[Data excerpts]
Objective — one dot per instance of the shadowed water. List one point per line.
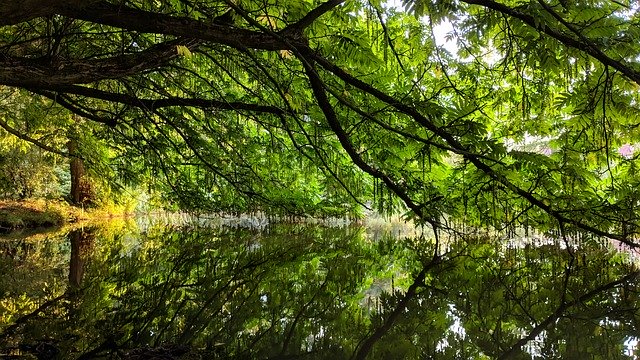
(310, 291)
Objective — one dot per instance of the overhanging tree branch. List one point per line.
(23, 72)
(153, 104)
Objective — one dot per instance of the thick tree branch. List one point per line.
(153, 104)
(150, 22)
(23, 72)
(332, 119)
(27, 138)
(14, 12)
(476, 160)
(313, 15)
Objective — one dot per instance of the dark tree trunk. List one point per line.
(77, 173)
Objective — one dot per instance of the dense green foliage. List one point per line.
(313, 107)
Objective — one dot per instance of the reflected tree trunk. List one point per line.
(77, 173)
(81, 243)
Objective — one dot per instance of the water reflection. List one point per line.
(313, 292)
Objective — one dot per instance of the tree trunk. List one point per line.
(77, 173)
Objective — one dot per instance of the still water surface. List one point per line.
(226, 290)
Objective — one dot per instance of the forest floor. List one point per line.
(27, 214)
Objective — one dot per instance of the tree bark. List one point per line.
(77, 173)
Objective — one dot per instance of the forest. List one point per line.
(467, 118)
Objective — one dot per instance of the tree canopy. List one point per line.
(310, 107)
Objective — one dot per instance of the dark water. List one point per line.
(310, 292)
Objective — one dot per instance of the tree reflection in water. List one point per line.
(312, 292)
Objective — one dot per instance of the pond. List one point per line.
(218, 289)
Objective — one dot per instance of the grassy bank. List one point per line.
(42, 213)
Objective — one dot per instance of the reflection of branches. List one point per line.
(303, 309)
(24, 319)
(365, 346)
(564, 306)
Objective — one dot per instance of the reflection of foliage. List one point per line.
(317, 292)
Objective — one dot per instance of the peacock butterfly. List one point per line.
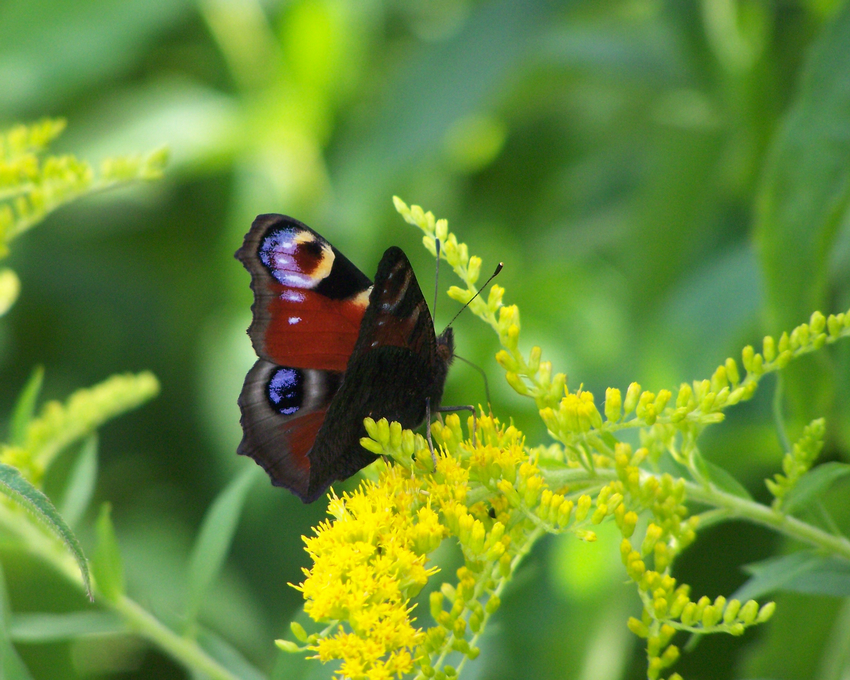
(333, 349)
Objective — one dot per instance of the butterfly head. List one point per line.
(446, 345)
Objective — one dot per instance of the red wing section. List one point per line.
(309, 299)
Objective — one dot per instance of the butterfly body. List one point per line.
(333, 349)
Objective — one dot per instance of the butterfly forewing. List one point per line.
(309, 297)
(309, 300)
(331, 354)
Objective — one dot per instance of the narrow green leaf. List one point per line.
(41, 628)
(25, 407)
(812, 484)
(807, 182)
(107, 566)
(10, 288)
(724, 481)
(27, 496)
(214, 540)
(802, 572)
(228, 656)
(11, 665)
(81, 482)
(802, 203)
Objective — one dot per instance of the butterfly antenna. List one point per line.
(436, 280)
(480, 290)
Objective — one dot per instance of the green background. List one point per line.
(665, 182)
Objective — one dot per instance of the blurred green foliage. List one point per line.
(665, 181)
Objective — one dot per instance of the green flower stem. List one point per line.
(729, 507)
(532, 538)
(183, 650)
(741, 508)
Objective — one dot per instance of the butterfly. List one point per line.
(333, 348)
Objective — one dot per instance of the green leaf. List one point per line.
(25, 407)
(802, 572)
(81, 482)
(812, 484)
(228, 656)
(724, 481)
(802, 202)
(41, 628)
(11, 665)
(10, 286)
(27, 496)
(807, 181)
(107, 566)
(214, 539)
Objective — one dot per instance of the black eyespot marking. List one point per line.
(286, 390)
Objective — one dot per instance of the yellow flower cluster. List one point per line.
(371, 558)
(495, 497)
(60, 424)
(367, 564)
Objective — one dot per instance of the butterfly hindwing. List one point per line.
(282, 411)
(397, 363)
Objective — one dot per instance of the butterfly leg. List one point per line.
(428, 430)
(454, 409)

◆ **TASK REQUIREMENTS**
No pictures go in the copy. Set down all the data exactly.

◆ **THE ANSWER**
Objective — one dot per instance of the shadowed water. List one point per line.
(310, 291)
Objective — one dot per instance of the overhanging tree branch. List one point per line.
(23, 72)
(153, 104)
Objective — one dot per instance of the thick tree branch. List one point per line.
(153, 104)
(150, 22)
(23, 72)
(332, 119)
(27, 138)
(14, 12)
(476, 160)
(313, 15)
Objective — one dot per instance of the dark tree trunk. List one point per line.
(77, 173)
Objective — one dot per instance of the dense green foliage. List one point per line.
(313, 107)
Objective — one dot per instance of the reflected tree trunk. List one point per line.
(77, 173)
(81, 243)
Objective — one dot per instance of the water reflection. List one point per line.
(313, 292)
Objective — one dot per instance of the tree trunk. List one point per line.
(77, 173)
Objective — one dot per instance of the still water surface. List one point per line.
(226, 290)
Objective — one dot per instance of the forest floor. List one point per line.
(27, 214)
Objective — one dot per instance of the tree bark. List one point per line.
(77, 173)
Objective — one dot per instance of the forest. List one point per line.
(467, 118)
Objective — one dot per instance of the tree canopy. List one point per line.
(310, 107)
Objective — one dot per instance of the dark water. List one point per line.
(310, 292)
Objective — one dot per instance of the tree reflection in water. List one point per line.
(312, 292)
Objective — one dot per instance of the pond. List one point per line.
(218, 289)
Objective — one dot per instance of the grassy bank. List one point per line.
(42, 213)
Objective — one dot per instance of the reflection of branches. List one point per line.
(303, 309)
(24, 319)
(365, 346)
(564, 306)
Objective — one dot per instance of the reflection of foliage. List one point per line.
(317, 292)
Objective — one dot per instance of the peacock butterfly. List one point per line.
(333, 349)
Objective — one dot per instance of the butterfly head. List one point per line.
(446, 345)
Objective — one dot per instance of the red wing section. List one point per line.
(309, 299)
Objective — one dot per instance of the butterfly body. List one point per line.
(333, 349)
Objective — one dot per instance of the butterfly forewing. List one point per line.
(309, 297)
(309, 300)
(331, 354)
Objective — one dot per instance of the narrow green leaf. List one point per line.
(41, 628)
(25, 407)
(812, 484)
(807, 182)
(107, 566)
(10, 288)
(724, 481)
(27, 496)
(214, 540)
(802, 572)
(228, 656)
(11, 665)
(81, 482)
(802, 203)
Objective — one dot per instance of the butterfly antenna. List one point per line.
(436, 280)
(480, 290)
Objective — one dot per instance of the green background. List one point per line.
(665, 182)
Objective — one dot per instance of the blurred green foliage. List one point per line.
(665, 181)
Objective — one dot per instance of the green flower stem. List one point per line.
(729, 507)
(532, 538)
(183, 650)
(741, 508)
Objective — one dot per instance of the butterfly. List one point per line.
(333, 348)
Objective — one dot per instance of the green leaf. List one point per line.
(25, 407)
(802, 572)
(81, 482)
(812, 484)
(228, 656)
(724, 481)
(802, 202)
(41, 628)
(11, 665)
(10, 286)
(27, 496)
(807, 181)
(107, 566)
(214, 539)
Objective — one dot per instance of the black eyespot marking. List one point per line.
(286, 390)
Objective — one dot per instance of the yellow flower cluster. List one point per line.
(371, 558)
(495, 497)
(60, 424)
(367, 564)
Objective — one dot per instance of the butterfly hindwing. List one point per line.
(282, 411)
(397, 363)
Objective — one dot per instance of the butterfly leg. List one point per line.
(428, 430)
(454, 409)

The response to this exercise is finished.